Problem description ▸ Reproduce the lines from the line with "Practice step: pin every instance of the ceiling light" to the line with "[(409, 91)]", changing every "curtain" to "drape" and leaving all else unchanged.

Labeled-object pointing items:
__________________________________________________
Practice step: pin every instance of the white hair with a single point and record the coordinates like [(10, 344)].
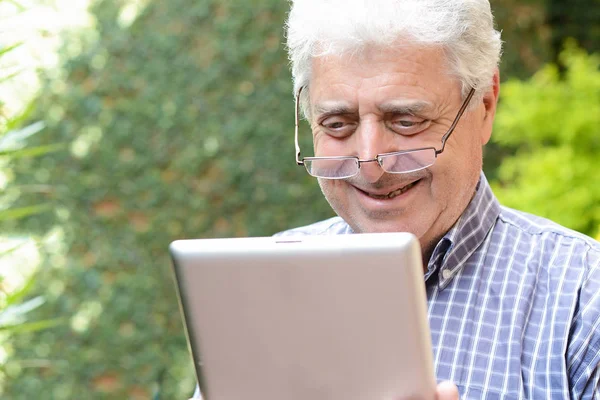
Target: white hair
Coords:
[(463, 28)]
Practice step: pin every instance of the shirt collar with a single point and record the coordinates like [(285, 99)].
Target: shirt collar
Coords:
[(467, 234)]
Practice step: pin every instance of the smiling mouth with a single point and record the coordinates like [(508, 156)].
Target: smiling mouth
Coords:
[(393, 194)]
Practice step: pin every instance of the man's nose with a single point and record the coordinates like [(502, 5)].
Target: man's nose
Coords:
[(372, 140)]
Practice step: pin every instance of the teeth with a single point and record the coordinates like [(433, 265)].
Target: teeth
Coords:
[(393, 194)]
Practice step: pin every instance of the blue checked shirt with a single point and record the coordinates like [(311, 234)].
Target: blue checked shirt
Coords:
[(514, 304)]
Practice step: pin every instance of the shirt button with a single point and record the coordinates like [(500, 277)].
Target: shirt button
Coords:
[(446, 274)]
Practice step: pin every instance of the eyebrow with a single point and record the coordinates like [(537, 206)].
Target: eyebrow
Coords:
[(400, 107)]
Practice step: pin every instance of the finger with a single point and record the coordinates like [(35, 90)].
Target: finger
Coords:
[(447, 391)]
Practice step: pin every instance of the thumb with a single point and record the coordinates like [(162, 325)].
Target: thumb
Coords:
[(447, 391)]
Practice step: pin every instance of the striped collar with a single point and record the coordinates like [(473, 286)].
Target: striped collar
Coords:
[(466, 236)]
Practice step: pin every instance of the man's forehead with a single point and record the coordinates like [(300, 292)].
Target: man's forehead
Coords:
[(397, 105)]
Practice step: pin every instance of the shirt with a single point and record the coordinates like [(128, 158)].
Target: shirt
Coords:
[(513, 303)]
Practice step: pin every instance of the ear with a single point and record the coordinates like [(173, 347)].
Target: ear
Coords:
[(490, 101)]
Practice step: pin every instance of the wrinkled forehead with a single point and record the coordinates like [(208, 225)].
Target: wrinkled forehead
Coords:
[(406, 68)]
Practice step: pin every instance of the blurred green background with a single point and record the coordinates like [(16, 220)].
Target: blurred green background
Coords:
[(173, 119)]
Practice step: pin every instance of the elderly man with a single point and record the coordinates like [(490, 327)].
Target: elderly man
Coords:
[(401, 96)]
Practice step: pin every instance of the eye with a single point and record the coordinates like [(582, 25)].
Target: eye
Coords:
[(338, 126), (409, 125)]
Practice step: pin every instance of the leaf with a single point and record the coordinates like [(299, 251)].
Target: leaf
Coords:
[(31, 326), (18, 295), (5, 50), (10, 76), (21, 117), (32, 151), (16, 213), (14, 139), (15, 314)]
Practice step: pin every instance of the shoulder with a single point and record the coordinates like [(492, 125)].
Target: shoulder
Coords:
[(532, 227), (331, 226)]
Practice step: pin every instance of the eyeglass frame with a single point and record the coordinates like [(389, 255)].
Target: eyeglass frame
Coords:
[(377, 158)]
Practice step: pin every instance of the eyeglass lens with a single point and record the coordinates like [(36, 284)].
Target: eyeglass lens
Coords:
[(340, 168)]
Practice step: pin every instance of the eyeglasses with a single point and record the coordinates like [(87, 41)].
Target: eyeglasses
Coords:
[(398, 162)]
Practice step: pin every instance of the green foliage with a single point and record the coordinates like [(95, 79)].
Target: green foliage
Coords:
[(178, 125), (552, 122), (15, 306)]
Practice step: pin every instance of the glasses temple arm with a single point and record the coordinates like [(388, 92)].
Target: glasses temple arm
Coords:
[(455, 122), (296, 123)]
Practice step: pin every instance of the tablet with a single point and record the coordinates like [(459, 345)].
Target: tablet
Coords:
[(306, 318)]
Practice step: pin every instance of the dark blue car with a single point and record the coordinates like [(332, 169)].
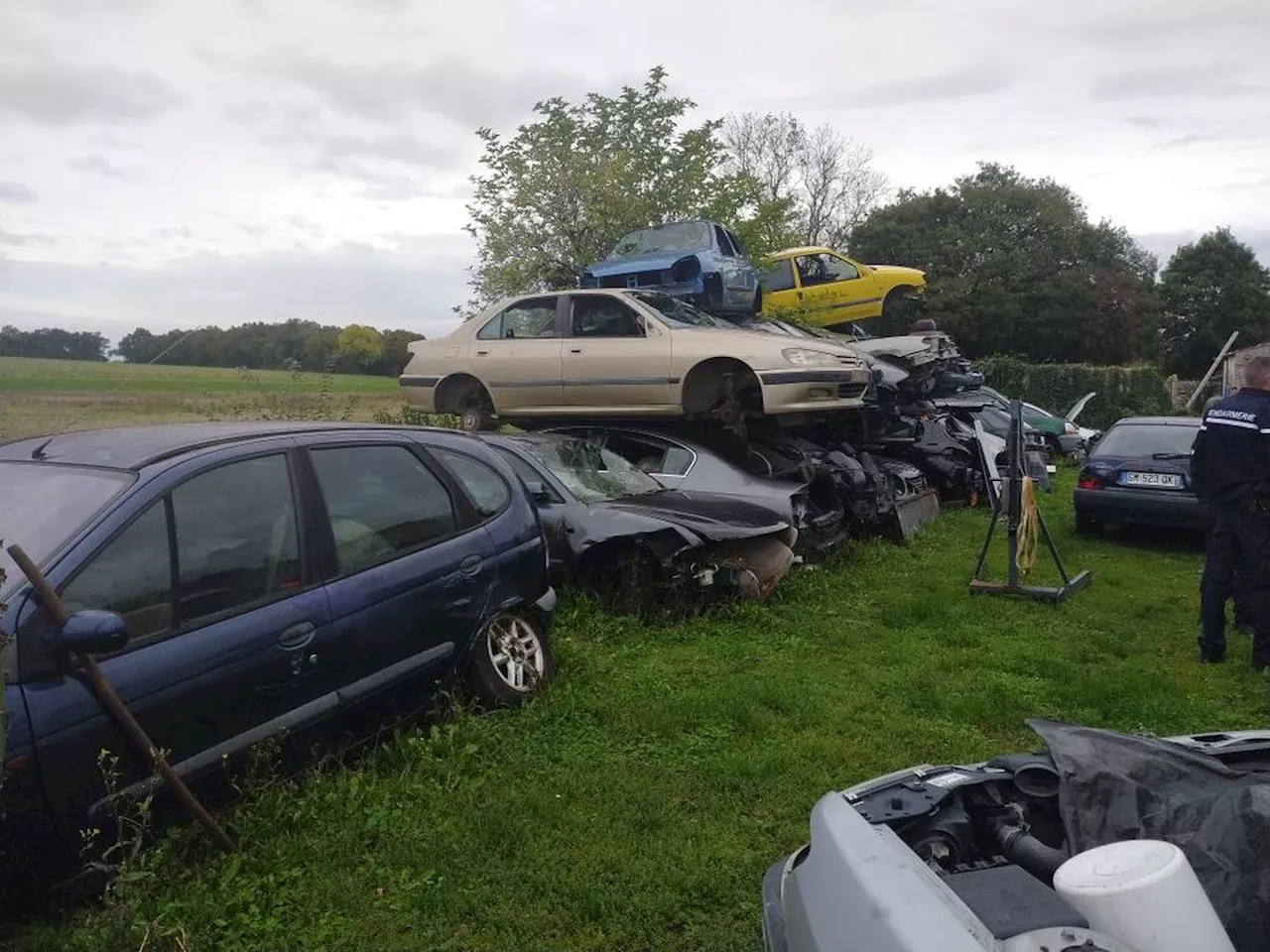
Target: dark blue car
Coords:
[(270, 575), (698, 261)]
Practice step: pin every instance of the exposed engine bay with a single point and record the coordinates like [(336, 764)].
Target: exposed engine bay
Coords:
[(964, 858)]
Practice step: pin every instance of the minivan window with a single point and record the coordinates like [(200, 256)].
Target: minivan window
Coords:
[(236, 537), (131, 576), (484, 486), (60, 500), (382, 503)]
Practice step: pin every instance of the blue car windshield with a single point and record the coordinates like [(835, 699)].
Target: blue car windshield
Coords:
[(56, 503), (1142, 440), (680, 236)]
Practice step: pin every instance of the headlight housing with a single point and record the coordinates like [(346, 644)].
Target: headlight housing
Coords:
[(803, 357)]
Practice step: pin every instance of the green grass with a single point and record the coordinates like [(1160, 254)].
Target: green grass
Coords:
[(639, 802), (45, 397)]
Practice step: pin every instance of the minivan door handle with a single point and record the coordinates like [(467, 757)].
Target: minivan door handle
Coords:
[(296, 636)]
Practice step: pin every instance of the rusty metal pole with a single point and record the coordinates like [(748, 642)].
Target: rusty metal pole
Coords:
[(114, 705)]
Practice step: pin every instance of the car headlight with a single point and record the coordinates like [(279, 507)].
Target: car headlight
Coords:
[(801, 357)]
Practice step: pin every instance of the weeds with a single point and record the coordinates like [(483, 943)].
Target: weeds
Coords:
[(298, 400)]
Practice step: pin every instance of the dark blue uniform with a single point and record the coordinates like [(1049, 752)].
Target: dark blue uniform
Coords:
[(1230, 474)]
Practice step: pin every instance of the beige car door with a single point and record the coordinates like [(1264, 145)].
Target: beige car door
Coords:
[(613, 359), (517, 356)]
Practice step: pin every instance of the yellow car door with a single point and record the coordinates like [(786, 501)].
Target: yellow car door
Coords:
[(780, 293), (517, 356), (613, 359), (833, 290)]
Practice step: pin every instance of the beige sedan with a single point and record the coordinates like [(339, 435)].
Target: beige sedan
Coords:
[(624, 353)]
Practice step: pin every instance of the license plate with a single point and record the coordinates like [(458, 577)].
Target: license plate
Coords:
[(1159, 480)]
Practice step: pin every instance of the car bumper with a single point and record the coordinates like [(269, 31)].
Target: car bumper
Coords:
[(420, 391), (1141, 507), (813, 389)]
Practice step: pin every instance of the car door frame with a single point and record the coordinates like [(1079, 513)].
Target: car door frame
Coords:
[(405, 662), (512, 395)]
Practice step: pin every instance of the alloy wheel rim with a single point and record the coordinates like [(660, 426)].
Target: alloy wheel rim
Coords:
[(515, 652)]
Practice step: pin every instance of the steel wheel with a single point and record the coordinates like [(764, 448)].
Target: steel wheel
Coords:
[(516, 653)]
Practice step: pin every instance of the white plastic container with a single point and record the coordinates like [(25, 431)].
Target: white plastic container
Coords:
[(1144, 893)]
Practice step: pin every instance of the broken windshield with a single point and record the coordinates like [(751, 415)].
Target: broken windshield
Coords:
[(56, 502), (680, 236), (588, 471)]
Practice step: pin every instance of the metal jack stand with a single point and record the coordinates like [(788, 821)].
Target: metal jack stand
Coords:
[(1012, 508)]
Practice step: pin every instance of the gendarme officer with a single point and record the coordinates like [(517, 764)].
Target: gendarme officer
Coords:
[(1230, 474)]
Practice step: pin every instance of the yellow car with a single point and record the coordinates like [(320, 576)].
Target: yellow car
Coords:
[(830, 289)]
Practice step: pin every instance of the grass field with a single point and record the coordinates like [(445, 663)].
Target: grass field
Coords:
[(639, 802), (44, 397)]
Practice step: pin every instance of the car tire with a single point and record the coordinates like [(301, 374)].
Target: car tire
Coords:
[(512, 658), (1087, 525), (477, 413)]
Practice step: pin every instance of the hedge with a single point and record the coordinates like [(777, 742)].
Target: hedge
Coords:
[(1121, 391)]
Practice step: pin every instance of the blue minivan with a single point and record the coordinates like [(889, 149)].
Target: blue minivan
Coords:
[(268, 576)]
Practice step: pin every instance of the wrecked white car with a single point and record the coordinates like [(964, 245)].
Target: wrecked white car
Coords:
[(1103, 843)]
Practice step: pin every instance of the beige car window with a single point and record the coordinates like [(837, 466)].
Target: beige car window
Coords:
[(525, 318), (602, 316)]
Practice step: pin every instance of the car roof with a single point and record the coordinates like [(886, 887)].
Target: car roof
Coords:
[(1161, 420), (135, 447), (804, 250)]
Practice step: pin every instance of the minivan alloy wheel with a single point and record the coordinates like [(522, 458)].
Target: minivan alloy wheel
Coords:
[(516, 652)]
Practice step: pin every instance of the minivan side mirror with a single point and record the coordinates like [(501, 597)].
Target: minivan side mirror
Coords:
[(539, 492), (89, 633)]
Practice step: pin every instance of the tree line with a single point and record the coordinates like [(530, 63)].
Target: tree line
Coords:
[(1014, 264)]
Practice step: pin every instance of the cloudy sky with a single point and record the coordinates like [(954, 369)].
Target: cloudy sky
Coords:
[(178, 164)]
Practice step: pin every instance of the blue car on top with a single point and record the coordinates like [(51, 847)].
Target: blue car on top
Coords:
[(698, 261), (267, 576)]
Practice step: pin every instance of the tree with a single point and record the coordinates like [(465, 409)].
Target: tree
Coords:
[(1015, 266), (558, 194), (1207, 290), (828, 180), (359, 345)]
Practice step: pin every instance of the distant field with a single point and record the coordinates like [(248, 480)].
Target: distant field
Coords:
[(44, 397)]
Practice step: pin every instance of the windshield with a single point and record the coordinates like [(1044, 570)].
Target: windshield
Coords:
[(1144, 439), (681, 313), (56, 502), (592, 474), (680, 236)]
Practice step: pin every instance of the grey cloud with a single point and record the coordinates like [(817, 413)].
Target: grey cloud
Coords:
[(447, 86), (103, 167), (978, 79), (16, 191), (62, 93), (1160, 82), (413, 289)]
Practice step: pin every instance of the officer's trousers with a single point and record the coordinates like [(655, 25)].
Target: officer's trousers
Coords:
[(1237, 539)]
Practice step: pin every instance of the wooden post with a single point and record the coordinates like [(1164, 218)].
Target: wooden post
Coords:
[(112, 702)]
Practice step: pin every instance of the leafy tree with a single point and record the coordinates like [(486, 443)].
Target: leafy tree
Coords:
[(1207, 290), (1015, 266), (559, 193), (828, 181), (359, 345)]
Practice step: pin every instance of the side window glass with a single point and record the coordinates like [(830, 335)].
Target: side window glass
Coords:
[(778, 276), (484, 486), (725, 248), (382, 503), (603, 316), (132, 576), (526, 318), (838, 270), (236, 537), (522, 468)]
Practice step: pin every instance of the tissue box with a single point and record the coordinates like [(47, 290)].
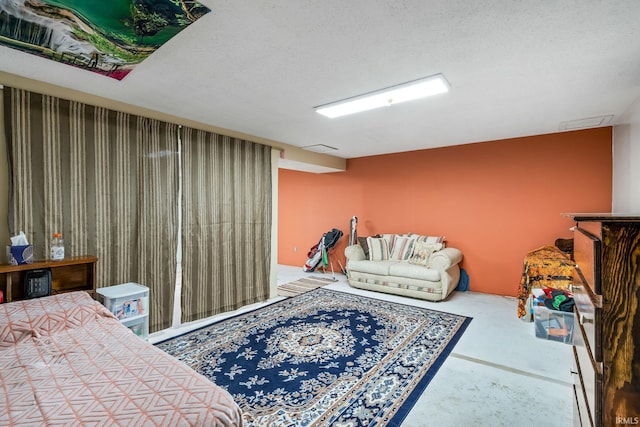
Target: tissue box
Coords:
[(17, 255)]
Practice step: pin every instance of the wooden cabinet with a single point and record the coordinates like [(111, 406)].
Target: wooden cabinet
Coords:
[(69, 274), (606, 289)]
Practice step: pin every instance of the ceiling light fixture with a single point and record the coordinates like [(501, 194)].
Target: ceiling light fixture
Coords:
[(403, 92)]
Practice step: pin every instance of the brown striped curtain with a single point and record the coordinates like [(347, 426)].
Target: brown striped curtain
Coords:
[(107, 180), (226, 231)]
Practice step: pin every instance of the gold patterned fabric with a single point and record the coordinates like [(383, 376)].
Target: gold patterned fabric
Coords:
[(545, 267)]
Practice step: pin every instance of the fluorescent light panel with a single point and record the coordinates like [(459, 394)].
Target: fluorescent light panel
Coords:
[(409, 91)]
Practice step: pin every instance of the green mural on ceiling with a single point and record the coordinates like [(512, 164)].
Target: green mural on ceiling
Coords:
[(106, 37)]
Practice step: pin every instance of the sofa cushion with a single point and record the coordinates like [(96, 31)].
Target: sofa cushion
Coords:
[(372, 267), (402, 248), (413, 271), (378, 249)]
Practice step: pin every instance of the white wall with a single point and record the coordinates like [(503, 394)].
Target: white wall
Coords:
[(626, 162)]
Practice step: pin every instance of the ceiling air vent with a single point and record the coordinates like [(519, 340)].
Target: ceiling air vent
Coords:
[(319, 148), (590, 122)]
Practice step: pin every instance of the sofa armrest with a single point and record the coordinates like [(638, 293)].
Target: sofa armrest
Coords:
[(354, 253), (445, 258)]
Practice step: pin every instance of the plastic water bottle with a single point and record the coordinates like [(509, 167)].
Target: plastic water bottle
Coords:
[(57, 247)]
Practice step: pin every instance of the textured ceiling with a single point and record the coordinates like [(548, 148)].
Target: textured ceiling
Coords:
[(516, 68)]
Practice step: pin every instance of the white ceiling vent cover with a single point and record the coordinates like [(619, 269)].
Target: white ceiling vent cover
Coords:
[(320, 148), (590, 122)]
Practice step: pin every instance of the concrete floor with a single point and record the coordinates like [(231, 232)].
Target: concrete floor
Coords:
[(499, 373)]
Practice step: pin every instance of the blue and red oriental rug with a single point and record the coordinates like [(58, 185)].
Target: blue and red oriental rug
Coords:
[(323, 358)]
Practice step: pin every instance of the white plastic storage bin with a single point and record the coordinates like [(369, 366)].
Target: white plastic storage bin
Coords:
[(553, 325), (129, 302)]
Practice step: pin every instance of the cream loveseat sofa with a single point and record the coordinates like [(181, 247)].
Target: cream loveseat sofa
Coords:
[(409, 265)]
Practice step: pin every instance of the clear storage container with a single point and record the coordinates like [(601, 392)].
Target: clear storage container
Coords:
[(129, 302)]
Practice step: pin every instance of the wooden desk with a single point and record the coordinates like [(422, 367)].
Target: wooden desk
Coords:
[(67, 275)]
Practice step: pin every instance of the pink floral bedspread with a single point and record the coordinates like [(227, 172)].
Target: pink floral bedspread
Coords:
[(66, 361)]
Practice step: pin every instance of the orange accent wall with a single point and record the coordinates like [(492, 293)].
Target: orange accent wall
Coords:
[(494, 200)]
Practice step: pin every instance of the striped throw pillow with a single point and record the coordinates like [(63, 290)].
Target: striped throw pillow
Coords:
[(378, 249), (402, 248), (422, 252)]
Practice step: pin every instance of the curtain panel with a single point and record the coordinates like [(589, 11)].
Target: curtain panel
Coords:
__________________________________________________
The response ▸
Practice step: pin every instance of the ceiling light fixture with a single point and record the coordinates like [(501, 194)].
Target: ceiling light fixture
Coords:
[(403, 92)]
Practice step: pin every instance of the brown striped drape with a single point and record the coordinates like [(347, 426)].
Target: brown striped drape
Coords:
[(107, 180), (226, 231)]
Practice step: pin every instance of the gold patterned fabric with a single point and record the coordinates like [(383, 376)].
Target: gold patterned fabric
Coords:
[(545, 267)]
Practice step: pin every instance of the fluorescent light panel with a single point and record the coordinates like [(459, 394)].
Target: fluorescent light panel
Coords:
[(409, 91)]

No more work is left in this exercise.